## Exercise input
=== Begin Enclosure ===

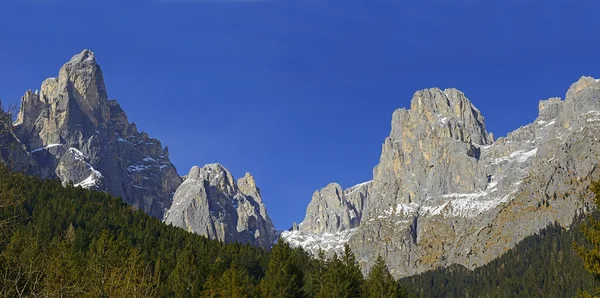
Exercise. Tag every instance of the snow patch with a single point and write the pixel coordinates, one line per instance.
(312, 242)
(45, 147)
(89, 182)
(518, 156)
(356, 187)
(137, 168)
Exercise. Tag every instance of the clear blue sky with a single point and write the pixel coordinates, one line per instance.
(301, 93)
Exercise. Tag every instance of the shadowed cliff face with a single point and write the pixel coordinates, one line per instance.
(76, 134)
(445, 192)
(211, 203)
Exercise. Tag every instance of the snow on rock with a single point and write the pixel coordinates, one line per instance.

=== End Enclosure ===
=== Begin Enclosure ===

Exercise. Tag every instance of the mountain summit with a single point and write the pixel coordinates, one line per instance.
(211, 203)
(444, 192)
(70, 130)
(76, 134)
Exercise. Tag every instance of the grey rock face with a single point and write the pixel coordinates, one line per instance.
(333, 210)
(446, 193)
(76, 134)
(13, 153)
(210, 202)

=== End Enclosure ===
=== Begin Enclosure ===

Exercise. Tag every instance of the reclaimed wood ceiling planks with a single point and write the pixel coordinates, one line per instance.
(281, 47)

=== End Enclosure ===

## Work order
Working from the material above, retype exactly the lines from the one with "Exercise. Tag every instance of the snow patch" through the one with "Exercise. Tag every instance of the snow on", both included, and only those lines.

## Answer below
Exercise. Tag every instance of the snow patch with a single point and write the pixel coordinates, one line per instance.
(312, 242)
(45, 147)
(89, 182)
(518, 156)
(356, 187)
(137, 168)
Exercise. Tag every instance of the clear blue sky with a single point and write the pixel coordinates, one line per instance.
(301, 93)
Exercise. Tag every instance of the shadowed cliff face with a single point and write the pixel coordinates, one line per instance.
(76, 134)
(445, 192)
(211, 203)
Exercise. Tag every instance of the snow on rock with a single point and write the pixel coordinates, one line per instance.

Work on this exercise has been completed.